### SELECTED EXCERPT
· · · · ·

For the past two weeks, I’ve been deep in a spec-driven approach to working with AI agents. At first, it felt great — like we were rolling forward on a sturdy crate, shipping fast and checking boxes.
But then I started testing.
I went spelunking into the codebase, expecting progress. What I found was something else entirely.
The code looked fine. It compiled. It had types. It followed common patterns.
But under the surface, it had quietly metastasized — like cancer.
Each iteration, while meeting the task I’d assigned, seemed to build independently of the last. Slightly different types proliferated. Functions with similar names and almost-identical logic duplicated across files. Some singletons followed the pattern, some didn’t. Parameters were inconsistent. The drift was real.
There were even two versions of the same function… in the same file.
It wasn’t malicious or “wrong” in the way broken code is wrong. It was subtle. Slow. Creeping.
The worst part? It looked well-formed. But it wasn’t cohesive.
So I started deleting.
I detangled types, merged functions, and audited patterns. I rewrote rules and began tracking type flow between packages. I'm now setting stricter boundaries on where new types can be introduced, and when existing ones should be reused.
The plan moving forward:
- Take smaller steps again
- Write clearer specs, but also layer in opinionated rules
- Be deliberate about type ownership and propagation
- And most importantly: review the code like I would if it came from another dev on my team
The big takeaway?

· · · · ·

### DATA TO EXAMINE
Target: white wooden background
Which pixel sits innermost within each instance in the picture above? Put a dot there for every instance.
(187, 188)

· · · · ·

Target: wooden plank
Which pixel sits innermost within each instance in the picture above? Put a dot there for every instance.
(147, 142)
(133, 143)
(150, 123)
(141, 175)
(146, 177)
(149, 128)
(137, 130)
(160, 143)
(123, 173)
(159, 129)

· · · · ·

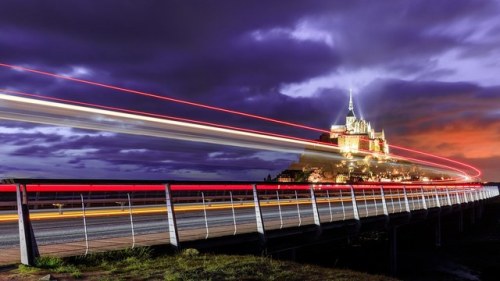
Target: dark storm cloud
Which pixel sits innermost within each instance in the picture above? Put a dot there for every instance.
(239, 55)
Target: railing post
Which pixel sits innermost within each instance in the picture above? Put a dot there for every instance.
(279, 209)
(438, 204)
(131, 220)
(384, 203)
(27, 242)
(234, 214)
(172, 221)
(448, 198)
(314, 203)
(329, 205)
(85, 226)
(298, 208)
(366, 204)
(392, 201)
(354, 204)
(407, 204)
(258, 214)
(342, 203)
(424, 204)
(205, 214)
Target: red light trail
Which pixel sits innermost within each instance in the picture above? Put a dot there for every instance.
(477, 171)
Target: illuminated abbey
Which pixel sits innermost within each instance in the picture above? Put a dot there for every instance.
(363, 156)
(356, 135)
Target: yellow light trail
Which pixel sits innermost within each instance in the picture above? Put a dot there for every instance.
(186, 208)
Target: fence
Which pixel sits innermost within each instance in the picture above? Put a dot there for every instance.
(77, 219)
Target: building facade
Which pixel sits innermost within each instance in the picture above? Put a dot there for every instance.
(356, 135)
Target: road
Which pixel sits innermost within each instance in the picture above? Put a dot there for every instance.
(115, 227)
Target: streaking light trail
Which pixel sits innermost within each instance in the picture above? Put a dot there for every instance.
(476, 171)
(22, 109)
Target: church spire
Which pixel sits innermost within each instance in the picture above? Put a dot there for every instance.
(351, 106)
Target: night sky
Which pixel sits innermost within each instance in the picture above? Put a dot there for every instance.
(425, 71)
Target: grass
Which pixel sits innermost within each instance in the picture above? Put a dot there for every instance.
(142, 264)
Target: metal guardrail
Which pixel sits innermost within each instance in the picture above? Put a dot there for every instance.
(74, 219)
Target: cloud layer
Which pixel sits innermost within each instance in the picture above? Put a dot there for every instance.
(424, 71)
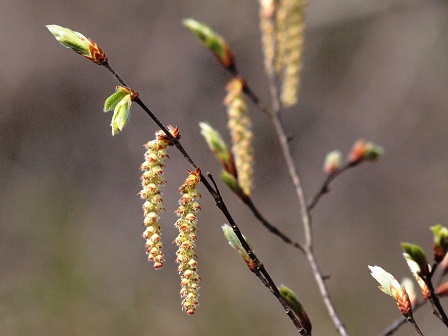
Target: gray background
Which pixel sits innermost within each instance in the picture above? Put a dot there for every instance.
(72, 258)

· · · · ·

### WORK TASK A
In the post on spec-driven AI coding, what duplication did the author find within a single file?
### WORK TASK B
Continue the post on spec-driven AI coding from its final line.

### TASK ANSWER A
Two versions of the same function.

### TASK ANSWER B
Progress can feel real — and look real — while hiding foundational rot.
I’m still excited about agents. They’re amazing for narrow tasks and very focused changes. But for larger systems, we need more than just specs and linters. We need vigilant reviewers. We need agents that watch for architectural drift and repeated logic. Maybe a “solutions architect” agent who’s tasked with seeing the bigger picture.
Until then, it’s me. Watching. Reviewing. Learning.
Right now I’m still just using Cursor, Codex as a passive contributor, and ChatGPT for second opinions. Not even an advanced toolchain. But after this milestone, I plan to try more robust multi-agent setups to see what’s out there.
It’s not all bleak.
This work is still powerful — just easy to misuse.
And sometimes… deceptively good at hiding the cracks.